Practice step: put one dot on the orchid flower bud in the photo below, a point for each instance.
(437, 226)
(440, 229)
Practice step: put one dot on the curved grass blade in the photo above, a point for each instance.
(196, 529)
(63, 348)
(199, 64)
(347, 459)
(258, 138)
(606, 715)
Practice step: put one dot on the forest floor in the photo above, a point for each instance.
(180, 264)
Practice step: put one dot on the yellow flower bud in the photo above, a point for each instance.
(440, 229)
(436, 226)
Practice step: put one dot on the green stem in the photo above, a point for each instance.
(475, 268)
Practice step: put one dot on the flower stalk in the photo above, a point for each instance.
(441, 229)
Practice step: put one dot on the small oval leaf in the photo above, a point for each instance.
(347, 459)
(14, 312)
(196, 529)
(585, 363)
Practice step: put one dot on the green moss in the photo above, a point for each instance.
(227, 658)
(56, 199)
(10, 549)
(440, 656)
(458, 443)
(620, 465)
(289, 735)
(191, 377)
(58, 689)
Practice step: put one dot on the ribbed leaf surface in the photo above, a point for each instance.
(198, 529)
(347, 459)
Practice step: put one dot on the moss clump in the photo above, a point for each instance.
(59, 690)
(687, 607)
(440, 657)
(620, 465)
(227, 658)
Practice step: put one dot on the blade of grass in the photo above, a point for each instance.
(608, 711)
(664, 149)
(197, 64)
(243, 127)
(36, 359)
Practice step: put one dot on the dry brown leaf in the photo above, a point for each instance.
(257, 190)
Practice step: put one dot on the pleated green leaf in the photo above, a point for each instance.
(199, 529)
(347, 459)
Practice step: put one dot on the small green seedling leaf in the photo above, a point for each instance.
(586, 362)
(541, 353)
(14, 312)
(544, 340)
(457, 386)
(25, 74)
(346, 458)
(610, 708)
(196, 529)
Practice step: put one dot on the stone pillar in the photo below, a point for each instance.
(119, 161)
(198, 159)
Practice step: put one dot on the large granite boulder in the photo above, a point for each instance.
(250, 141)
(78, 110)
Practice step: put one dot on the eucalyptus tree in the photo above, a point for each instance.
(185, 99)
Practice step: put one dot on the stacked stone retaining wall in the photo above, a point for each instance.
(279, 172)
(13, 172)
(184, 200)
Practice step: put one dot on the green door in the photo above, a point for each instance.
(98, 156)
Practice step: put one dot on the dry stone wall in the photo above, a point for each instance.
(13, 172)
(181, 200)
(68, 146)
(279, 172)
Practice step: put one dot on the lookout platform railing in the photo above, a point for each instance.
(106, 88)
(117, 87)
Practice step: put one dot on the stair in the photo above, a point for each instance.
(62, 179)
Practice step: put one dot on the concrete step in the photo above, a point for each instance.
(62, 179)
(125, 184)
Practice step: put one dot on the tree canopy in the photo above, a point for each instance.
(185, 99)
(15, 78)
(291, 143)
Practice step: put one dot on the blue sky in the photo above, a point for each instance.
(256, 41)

# What the exercise asks
Your answer must be the full set of entries, copied exactly.

# Problem solution
Practice step: put one dot on the orchid flower bud in the photo below, a point for each instance.
(437, 226)
(440, 229)
Practice step: put one dot on the curved grass blade in the photo above, a point for each instance.
(196, 529)
(63, 348)
(199, 64)
(347, 459)
(258, 138)
(606, 715)
Practice step: put one dot on the forest floor in the photo above, a point for each instance.
(180, 264)
Practice step: put one dot on the yellow flower bud in the photo above, a point for each instance.
(440, 229)
(436, 226)
Practice step: put one dot on the green stem in the photo above, a point for each instance.
(475, 268)
Practice step: put one dot on the flower stalk in the photo above, a point for each instance.
(441, 229)
Practice step: put one dot on the small oval leaf in the photo above, a point for each instance.
(347, 459)
(14, 312)
(196, 529)
(585, 363)
Practice step: put one dot on the green moss in the photo above, a point for each instance.
(227, 658)
(56, 199)
(10, 549)
(440, 656)
(458, 443)
(620, 465)
(289, 735)
(191, 377)
(58, 689)
Practice step: put one dot on the ribbed leaf surface in the photo above, a point for each instance.
(198, 529)
(347, 459)
Practice step: put one dot on the moss clump in the photo above, a point for each instance.
(59, 690)
(687, 607)
(440, 657)
(620, 465)
(227, 658)
Practice step: put one dot on the blade of grass in the photo above, a point for each instance.
(608, 711)
(664, 149)
(197, 64)
(243, 127)
(36, 359)
Practice step: put one dot on the dry brown leaf in the photo above, a point for each instance.
(257, 190)
Practice step: put one dot on the pleated green leaf in the photo above, a point for each instance.
(199, 529)
(347, 459)
Practice step: put one dot on the small green seedling leaf in the photo above, a point for each instance.
(586, 362)
(541, 353)
(14, 312)
(544, 340)
(457, 386)
(25, 74)
(346, 458)
(610, 708)
(196, 529)
Practice step: put one dot on the stone pillar in the photo below, a point for each instance.
(119, 161)
(198, 159)
Practice step: put one dot on the large granite boulder in the photo above, a point for each instance.
(250, 141)
(78, 110)
Practice step: put one dot on the eucalyptus tree in the photo above, a point for each instance.
(185, 99)
Practice step: put one dot on the stacked stone retaining wall in the photo above, a point for each instance.
(279, 172)
(13, 172)
(184, 200)
Practice step: put one dot on the green door in the photo above, a point for each instance.
(98, 156)
Practice step: put one dot on the dry stone wall in the photo above, a point for each instance.
(13, 172)
(181, 200)
(68, 146)
(279, 172)
Practice step: put one dot on the lookout platform railing in the photo above, a point for each instance.
(106, 88)
(117, 87)
Practice step: put one dot on the stair in the photo above, a point for each instance.
(62, 179)
Practice step: put one dot on the concrete step in the photo above, a point for each instance.
(62, 179)
(125, 184)
Practice step: put one dot on the tree canopy in the photo above, a point for each instance.
(185, 99)
(15, 78)
(291, 143)
Practice step: put one dot on the blue sky in the photo above, a point for each instance.
(256, 41)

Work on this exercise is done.